## [The request]
Return the records that follow, matching each one exactly.
── Extracted material ──
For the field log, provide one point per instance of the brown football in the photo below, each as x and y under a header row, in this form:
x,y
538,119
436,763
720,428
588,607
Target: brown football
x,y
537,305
───
## [Full answer]
For the field log, provide one point per instance of the brown football in the photo below, each as x and y under a header row, in this form:
x,y
538,119
436,763
720,428
588,607
Target: brown football
x,y
537,305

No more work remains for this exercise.